**Set exercise 1:**
Translate the sentence "I don't think that's something that can be considered reasonable." from the C++ discussion message into Spanish.
**Set exercise 2:**
In the records, swap "paving stone" for "cobblestone" throughout the stretch from the line containing "Pick out each instance of the paving" through the line containing "<point>607,1072</point>". Return only those lines, with everything else left as it is.

**Page:**
****************************************

From: Matthew House <mattlloydhouse_at_[hidden]>
Date: Mon, 19 Jun 2023 22:11:24 -0400
On Mon, Jun 19, 2023 at 8:46 PM Brian Bi via Std-Discussion
<std-discussion_at_[hidden]> wrote:
>> More generally, such an interpretation would completely break
>> mechanisms enabled by [basic.lval]/11 using pointers that happen to
>> refer to union members, since inactive union members would always have
>> preference over reinterpretations allowed by the rule. For instance,
>> suppose that u.c were declared as an unsigned char instead of a char.
>> Then, std::memcpy(dest, &u.i, sizeof(int)) would be UB, since by
>> reinterpreting its argument as an array of unsigned char, memcpy would
>> produce a pointer to u.c, then read past its end. I don't think that's
>> something that can be considered reasonable.
> Well, `std::memcpy` can be defined by magic to do the right thing, but I guess you're talking about a user-written analogue. Still, I don't understand your argument. Under the current wording, you can't write such a thing and have it have well-defined behavior according to the letter of the law, regardless of what view you take on whether the `u.c` object exists when it's not active.

I'll admit, I don't understand the argument that P1839 seems to hinge
on, to argue that even reading the first byte of the object
representation is UB:

> When a is dereferenced, the behaviour is undefined as per [expr.pre]
> p4 because the value of the resulting expression would not be the
> value of the first byte, but the value of the whole int object
> (123456), which is not a value representable by unsigned char.

This interpretation appears to defeat the entire purpose of
the first sentence in [basic.lval]/11, which I will repeat here for

> If a program attempts to access (3.1) the stored value of an object
> through a glvalue whose type is not similar (7.3.6) to one of the
> following types the behavior is undefined:
> - the dynamic type of the object,
> - a type that is the signed or unsigned type corresponding to the
> dynamic type of the object, or
> - a char, unsigned char, or std::byte type.

I have always imagined this as implying a series of steps for
performing a read where the type of the glvalue is not similar to the
dynamic type of the object:
1. Locate the object referred to by the glvalue.
2. Select the appropriate bytes in the object representation.
3. Interpret those bytes as a value of the glvalue's type.
4. Return the resulting value.
(The reverse process would occur for a modification.)

****************************************

Entries drawn from a collection:
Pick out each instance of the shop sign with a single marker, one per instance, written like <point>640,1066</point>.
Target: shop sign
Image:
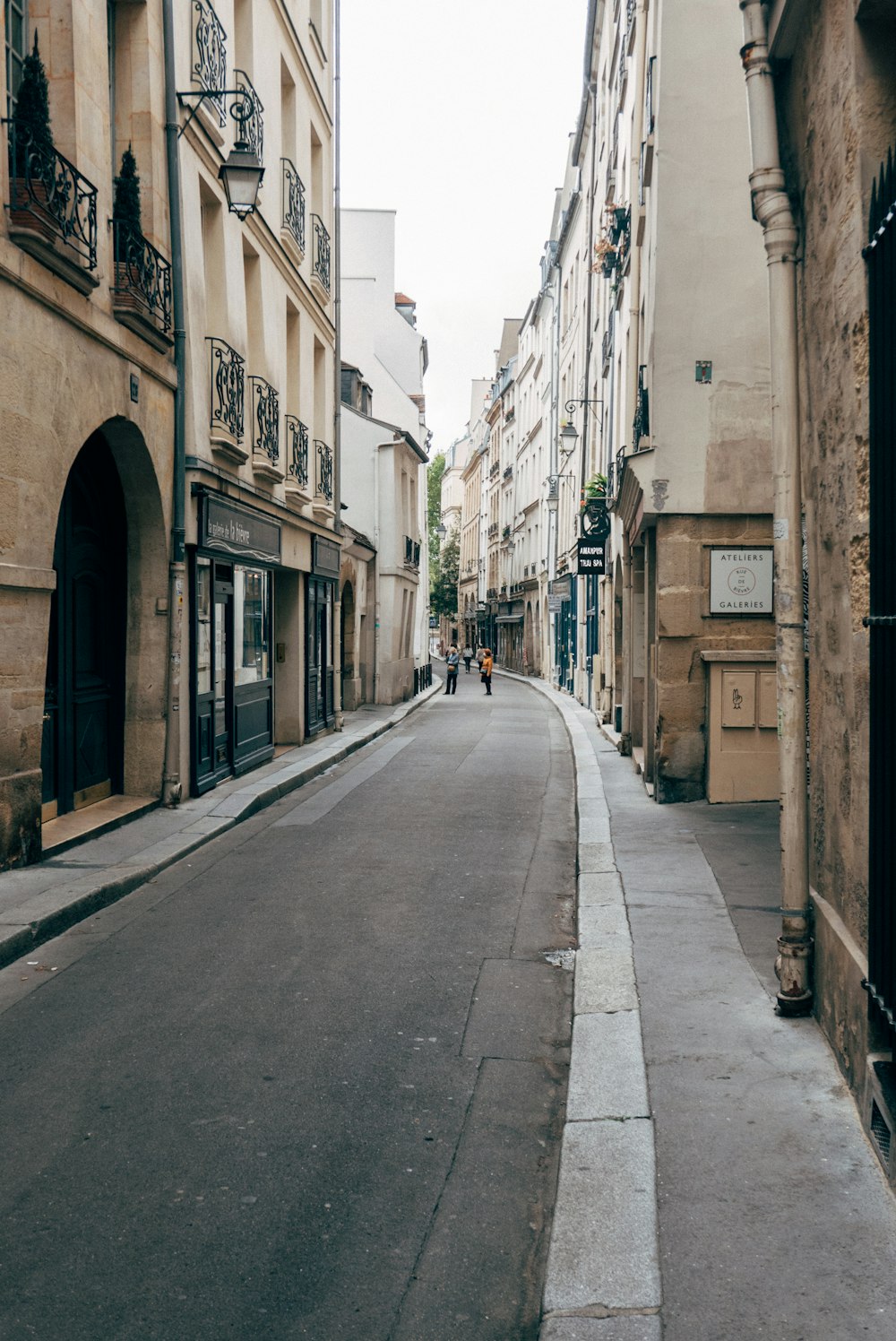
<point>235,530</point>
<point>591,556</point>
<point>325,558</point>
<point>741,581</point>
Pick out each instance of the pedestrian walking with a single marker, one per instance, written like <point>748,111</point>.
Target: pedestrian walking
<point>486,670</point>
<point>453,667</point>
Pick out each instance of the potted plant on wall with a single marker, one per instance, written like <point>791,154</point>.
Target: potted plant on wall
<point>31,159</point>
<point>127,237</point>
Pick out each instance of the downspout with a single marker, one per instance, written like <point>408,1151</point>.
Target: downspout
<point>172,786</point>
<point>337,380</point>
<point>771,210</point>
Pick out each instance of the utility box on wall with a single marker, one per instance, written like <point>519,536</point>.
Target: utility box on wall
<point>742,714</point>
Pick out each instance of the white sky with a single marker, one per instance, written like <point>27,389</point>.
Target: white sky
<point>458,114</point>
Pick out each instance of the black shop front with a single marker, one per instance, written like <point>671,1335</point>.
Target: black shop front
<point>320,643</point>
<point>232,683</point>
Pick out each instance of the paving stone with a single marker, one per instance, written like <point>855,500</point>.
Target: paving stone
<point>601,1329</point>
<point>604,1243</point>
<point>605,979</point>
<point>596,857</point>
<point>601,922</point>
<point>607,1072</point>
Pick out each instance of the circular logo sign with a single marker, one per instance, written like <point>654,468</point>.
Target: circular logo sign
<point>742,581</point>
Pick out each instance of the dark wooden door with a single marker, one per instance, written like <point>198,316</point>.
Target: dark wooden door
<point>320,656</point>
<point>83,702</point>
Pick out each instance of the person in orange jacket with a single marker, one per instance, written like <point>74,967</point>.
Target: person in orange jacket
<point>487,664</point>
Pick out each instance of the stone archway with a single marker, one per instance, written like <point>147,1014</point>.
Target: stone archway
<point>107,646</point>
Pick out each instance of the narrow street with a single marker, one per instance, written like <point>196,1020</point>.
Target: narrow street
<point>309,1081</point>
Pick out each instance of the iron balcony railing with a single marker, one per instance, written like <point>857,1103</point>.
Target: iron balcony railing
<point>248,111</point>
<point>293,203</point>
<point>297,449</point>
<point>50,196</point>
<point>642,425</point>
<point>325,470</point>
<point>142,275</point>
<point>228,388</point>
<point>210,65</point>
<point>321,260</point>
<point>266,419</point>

****************************************

**Complete response 1:**
No creo que eso sea algo que pueda considerarse razonable.

**Complete response 2:**
Pick out each instance of the cobblestone with a single marker, one per instance, written like <point>855,500</point>.
Target: cobblestone
<point>601,1329</point>
<point>604,1243</point>
<point>605,979</point>
<point>596,857</point>
<point>601,922</point>
<point>607,1072</point>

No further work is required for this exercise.